━━━━━ Input

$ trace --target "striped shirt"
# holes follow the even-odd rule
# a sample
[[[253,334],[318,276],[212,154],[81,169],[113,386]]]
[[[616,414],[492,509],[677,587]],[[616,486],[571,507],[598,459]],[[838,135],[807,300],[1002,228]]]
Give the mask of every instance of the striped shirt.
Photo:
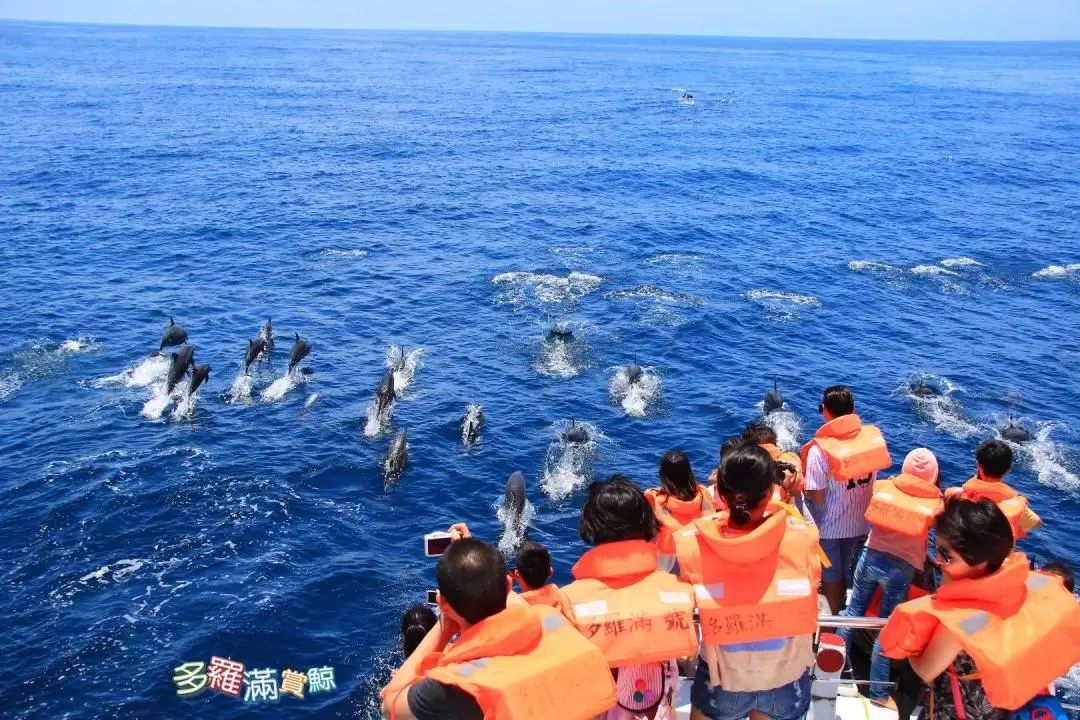
[[[807,490],[825,491],[825,502],[822,504],[806,499],[822,540],[857,538],[870,531],[866,523],[866,509],[874,496],[877,473],[849,488],[848,483],[837,482],[830,477],[829,460],[821,448],[814,445],[807,453],[803,475]]]

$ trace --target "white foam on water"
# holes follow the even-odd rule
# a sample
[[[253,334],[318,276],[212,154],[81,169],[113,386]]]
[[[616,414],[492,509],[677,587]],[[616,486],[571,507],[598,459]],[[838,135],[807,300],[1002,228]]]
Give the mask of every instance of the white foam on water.
[[[780,322],[791,322],[796,320],[804,310],[821,307],[821,300],[813,295],[799,295],[779,290],[748,290],[742,296],[758,305],[767,317]]]
[[[75,354],[89,352],[96,348],[97,346],[94,344],[93,338],[87,338],[80,335],[78,338],[75,338],[73,340],[64,340],[62,343],[60,343],[60,346],[57,348],[57,350],[59,350],[60,352]]]
[[[390,418],[394,415],[394,403],[391,402],[382,413],[378,412],[378,398],[371,398],[365,411],[364,437],[376,438],[390,429]]]
[[[177,388],[173,388],[175,391]],[[173,393],[165,390],[165,383],[155,383],[150,387],[150,399],[143,404],[140,414],[147,420],[160,420],[173,402]]]
[[[1054,427],[1052,422],[1039,423],[1029,442],[1009,445],[1035,470],[1040,485],[1063,492],[1080,491],[1080,477],[1072,471],[1064,449],[1050,439]]]
[[[608,393],[612,400],[622,405],[627,415],[643,418],[649,405],[660,397],[660,376],[655,369],[642,366],[641,377],[637,382],[630,382],[628,368],[629,366],[624,366],[615,369]]]
[[[395,440],[396,439],[397,438],[395,438]],[[384,482],[384,487],[386,489],[389,489],[389,488],[393,487],[393,485],[396,484],[397,481],[401,479],[401,476],[405,474],[405,468],[409,464],[408,463],[409,440],[408,440],[408,438],[406,438],[405,439],[405,456],[406,456],[405,464],[402,465],[402,467],[398,471],[397,475],[392,474],[392,472],[391,472],[392,468],[390,467],[390,465],[391,465],[391,462],[390,462],[391,461],[391,453],[390,453],[390,451],[393,449],[393,447],[394,447],[394,443],[393,443],[393,441],[391,441],[390,442],[390,447],[387,448],[387,450],[386,450],[386,456],[383,457],[383,460],[382,460],[382,463],[381,463],[382,464],[382,471],[383,471],[383,482]]]
[[[318,399],[319,393],[311,393],[310,395],[308,395],[307,400],[304,401],[304,409],[307,410],[308,408],[310,408],[312,405],[315,404],[315,401]]]
[[[802,447],[802,422],[799,416],[787,409],[787,403],[781,410],[775,410],[765,416],[765,423],[776,433],[776,444],[781,450],[798,452]]]
[[[559,304],[576,302],[596,292],[604,283],[597,275],[572,272],[566,277],[534,272],[505,272],[491,280],[503,288],[499,301],[522,305],[529,293],[541,303]]]
[[[957,273],[956,271],[948,270],[937,265],[916,265],[915,267],[911,268],[911,273],[913,275],[952,275],[953,277],[959,277],[959,273]]]
[[[499,551],[503,555],[511,555],[517,551],[521,543],[525,542],[525,535],[529,532],[529,524],[536,517],[536,508],[526,498],[521,515],[517,518],[511,518],[510,513],[503,506],[503,498],[496,501],[492,507],[495,508],[495,517],[499,519],[499,525],[502,527],[502,533],[499,535]]]
[[[147,387],[168,376],[170,362],[166,355],[149,355],[119,375],[99,378],[93,384],[97,387],[106,385],[122,385],[129,388]]]
[[[302,382],[304,382],[303,373],[299,371],[299,368],[294,368],[270,383],[270,387],[262,391],[261,397],[265,402],[277,402]]]
[[[473,444],[472,441],[470,441],[468,434],[466,434],[465,429],[470,425],[476,425],[477,423],[480,423],[481,427],[480,432],[477,434],[476,442],[483,442],[483,417],[484,409],[480,406],[479,403],[470,403],[469,406],[465,408],[465,416],[461,420],[462,445],[468,446]]]
[[[545,340],[540,348],[540,359],[533,369],[541,375],[557,378],[572,378],[585,369],[575,357],[573,341],[559,339]]]
[[[194,395],[188,395],[187,389],[180,393],[180,397],[176,401],[176,407],[173,408],[170,419],[173,422],[178,420],[186,420],[195,415],[195,405],[198,403],[199,394],[196,392]]]
[[[255,379],[241,370],[225,397],[231,403],[248,403],[251,401],[251,389],[254,385]]]
[[[949,267],[949,268],[952,268],[952,267],[982,267],[983,266],[983,264],[981,262],[979,262],[978,260],[976,260],[974,258],[969,258],[967,256],[955,257],[955,258],[945,258],[944,260],[941,261],[941,264],[944,265],[945,267]]]
[[[0,402],[5,402],[22,387],[22,378],[16,372],[0,375]]]
[[[663,253],[655,255],[645,261],[647,265],[691,265],[701,261],[701,256],[695,253]]]
[[[1057,279],[1069,277],[1078,272],[1080,272],[1080,263],[1072,263],[1069,265],[1047,265],[1042,270],[1033,272],[1031,277],[1036,278],[1037,280]]]
[[[323,255],[325,257],[346,258],[346,259],[356,260],[356,259],[362,258],[365,255],[367,255],[368,251],[367,250],[361,250],[360,248],[355,248],[355,249],[351,249],[351,250],[342,250],[342,249],[337,249],[337,248],[331,248],[329,250],[323,250],[319,254]]]
[[[940,394],[922,397],[915,394],[920,384],[928,385]],[[912,409],[924,420],[934,424],[934,428],[958,440],[983,435],[987,427],[972,422],[964,414],[964,406],[954,397],[954,393],[964,389],[942,375],[924,373],[905,378],[901,381],[898,392],[907,396]]]
[[[874,260],[852,260],[847,264],[848,270],[853,272],[869,272],[877,273],[879,275],[895,275],[903,272],[895,265],[889,265],[888,263],[876,262]]]
[[[689,305],[691,307],[705,307],[709,303],[705,298],[690,293],[672,292],[655,285],[638,285],[629,290],[613,290],[604,296],[608,300],[626,300],[632,298],[645,298],[654,302],[671,303],[673,305]]]
[[[403,398],[403,393],[412,387],[416,380],[416,371],[423,366],[424,348],[413,348],[404,354],[397,345],[386,349],[386,369],[394,371],[394,395]]]
[[[548,248],[548,252],[552,255],[584,255],[586,253],[596,252],[596,248],[588,247],[586,245],[563,246]]]
[[[561,433],[570,427],[557,428],[557,440],[548,448],[544,460],[544,472],[540,477],[540,489],[552,502],[570,497],[575,490],[592,479],[592,461],[596,457],[599,430],[591,423],[577,422],[589,433],[589,441],[580,444],[565,443]]]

━━━━━━━━━━

**Exercise**
Quote all of the entries word for word, omitting any pictures.

**Answer box**
$ trace --target "striped shirt"
# holes follow the even-odd rule
# a sample
[[[253,334],[318,276],[212,154],[81,169],[113,386]]]
[[[616,414],[492,509],[677,587]],[[616,486],[571,507],[598,459]],[[838,135],[807,300],[1002,228]]]
Give the mask of every instance of the striped shirt.
Photo:
[[[807,490],[825,491],[825,502],[822,504],[806,499],[822,540],[857,538],[870,531],[866,523],[866,509],[874,496],[877,473],[849,488],[848,483],[837,482],[830,477],[829,460],[821,448],[814,445],[807,453],[803,475]]]

$ trace --target "white foam on water"
# holes follow the even-odd rule
# a sample
[[[253,334],[318,276],[212,154],[81,169],[113,386]]]
[[[616,414],[492,509],[677,587]],[[616,486],[571,507],[598,459]],[[838,135],[807,300],[1002,228]]]
Give the mask of every instance of the white foam on water.
[[[780,322],[791,322],[796,320],[804,310],[821,307],[821,300],[813,295],[799,295],[779,290],[748,290],[742,296],[758,305],[767,317]]]
[[[75,354],[89,352],[96,348],[97,346],[94,344],[93,338],[87,338],[80,335],[78,338],[75,338],[73,340],[64,340],[62,343],[60,343],[60,346],[57,348],[57,350],[59,350],[60,352]]]
[[[390,418],[394,415],[394,403],[391,402],[382,413],[378,412],[378,398],[371,398],[365,411],[364,437],[376,438],[390,429]]]
[[[177,388],[173,388],[175,391]],[[173,393],[165,390],[165,383],[155,383],[150,387],[150,399],[143,404],[140,414],[147,420],[160,420],[173,402]]]
[[[1054,427],[1052,422],[1039,423],[1029,442],[1009,445],[1035,470],[1040,485],[1063,492],[1080,491],[1080,477],[1072,471],[1064,449],[1050,439]]]
[[[608,393],[612,400],[622,405],[627,415],[643,418],[649,405],[660,397],[660,376],[655,369],[642,366],[641,377],[637,382],[630,382],[628,368],[629,366],[624,366],[615,369]]]
[[[395,440],[396,439],[397,438],[395,438]],[[384,482],[384,487],[386,489],[389,489],[389,488],[393,487],[393,485],[396,484],[397,481],[401,479],[401,476],[405,474],[405,468],[409,464],[408,463],[409,440],[408,440],[408,438],[406,438],[405,439],[405,456],[406,456],[405,464],[402,465],[402,467],[398,471],[397,475],[392,474],[392,472],[391,472],[392,468],[390,467],[390,465],[391,465],[391,462],[390,462],[391,461],[391,453],[390,453],[390,451],[393,449],[393,447],[394,447],[394,443],[393,443],[393,441],[391,441],[390,442],[390,447],[387,448],[387,450],[386,450],[386,456],[383,457],[383,460],[382,460],[382,463],[381,463],[382,464],[382,471],[383,471],[383,482]]]
[[[318,399],[319,393],[311,393],[310,395],[308,395],[307,400],[304,401],[304,409],[307,410],[308,408],[310,408],[312,405],[315,404],[315,401]]]
[[[802,447],[802,422],[799,416],[787,409],[787,403],[781,410],[775,410],[765,416],[765,423],[776,433],[776,444],[781,450],[798,452]]]
[[[559,304],[576,302],[596,292],[604,283],[597,275],[572,272],[566,277],[534,272],[505,272],[491,280],[503,288],[499,301],[522,305],[529,293],[541,303]]]
[[[957,273],[956,271],[948,270],[937,265],[916,265],[915,267],[911,268],[911,273],[913,275],[952,275],[953,277],[959,277],[959,273]]]
[[[499,551],[503,555],[511,555],[517,551],[521,543],[525,542],[525,535],[529,532],[529,524],[536,517],[536,508],[526,498],[521,515],[517,518],[511,518],[510,513],[503,506],[503,498],[496,501],[492,507],[495,508],[495,517],[499,519],[499,525],[502,527],[502,533],[499,535]]]
[[[147,387],[168,376],[170,362],[166,355],[149,355],[119,375],[99,378],[93,384],[97,387],[106,385],[122,385],[129,388]]]
[[[302,382],[304,382],[303,373],[299,371],[299,368],[294,368],[270,383],[270,387],[262,391],[261,397],[265,402],[277,402]]]
[[[473,444],[472,441],[470,441],[468,434],[466,434],[465,429],[470,425],[476,425],[477,423],[480,423],[481,427],[480,432],[477,434],[476,442],[483,442],[483,417],[484,409],[480,406],[479,403],[470,403],[469,406],[465,408],[465,416],[461,420],[462,445],[468,446]]]
[[[545,340],[540,348],[540,359],[533,369],[541,375],[557,378],[572,378],[585,369],[575,357],[573,341],[559,339]]]
[[[194,395],[188,395],[187,389],[180,393],[180,397],[176,401],[176,407],[173,408],[170,419],[173,422],[178,420],[186,420],[195,415],[195,405],[198,403],[199,394],[196,392]]]
[[[255,379],[241,370],[225,397],[231,403],[248,403],[251,401],[251,389],[254,385]]]
[[[949,267],[949,268],[952,268],[952,267],[982,267],[983,266],[983,264],[981,262],[979,262],[978,260],[976,260],[974,258],[969,258],[967,256],[955,257],[955,258],[945,258],[944,260],[941,261],[941,264],[944,265],[945,267]]]
[[[0,402],[5,402],[22,387],[22,378],[16,372],[0,375]]]
[[[663,253],[655,255],[645,261],[647,265],[691,265],[701,261],[701,256],[695,253]]]
[[[1057,279],[1069,277],[1078,272],[1080,272],[1080,263],[1072,263],[1069,265],[1047,265],[1042,270],[1033,272],[1031,277],[1036,278],[1037,280]]]
[[[323,255],[325,257],[346,258],[346,259],[356,260],[356,259],[362,258],[365,255],[367,255],[368,251],[367,250],[361,250],[360,248],[355,248],[355,249],[351,249],[351,250],[342,250],[342,249],[337,249],[337,248],[331,248],[329,250],[323,250],[319,254]]]
[[[940,394],[922,397],[915,394],[920,384],[928,385]],[[912,409],[924,420],[934,424],[934,428],[958,440],[983,435],[987,427],[972,422],[964,414],[964,406],[954,397],[954,393],[964,389],[942,375],[924,373],[905,378],[901,381],[898,392],[907,396]]]
[[[874,260],[852,260],[847,264],[848,270],[853,272],[869,272],[877,273],[879,275],[895,275],[903,272],[895,265],[889,265],[888,263],[876,262]]]
[[[689,305],[691,307],[705,307],[709,303],[705,298],[690,293],[672,292],[655,285],[638,285],[629,290],[613,290],[604,296],[608,300],[626,300],[632,298],[645,298],[654,302],[671,303],[673,305]]]
[[[403,398],[403,393],[412,387],[416,380],[416,371],[423,366],[424,348],[413,348],[404,354],[397,345],[386,349],[386,369],[394,371],[394,395]]]
[[[548,248],[548,252],[552,255],[584,255],[586,253],[596,252],[596,248],[588,247],[586,245],[563,246]]]
[[[561,433],[570,427],[557,428],[557,440],[548,448],[544,460],[544,472],[540,477],[540,489],[552,502],[570,497],[575,490],[592,479],[592,461],[596,457],[599,430],[591,423],[577,422],[589,433],[589,441],[580,444],[565,443]]]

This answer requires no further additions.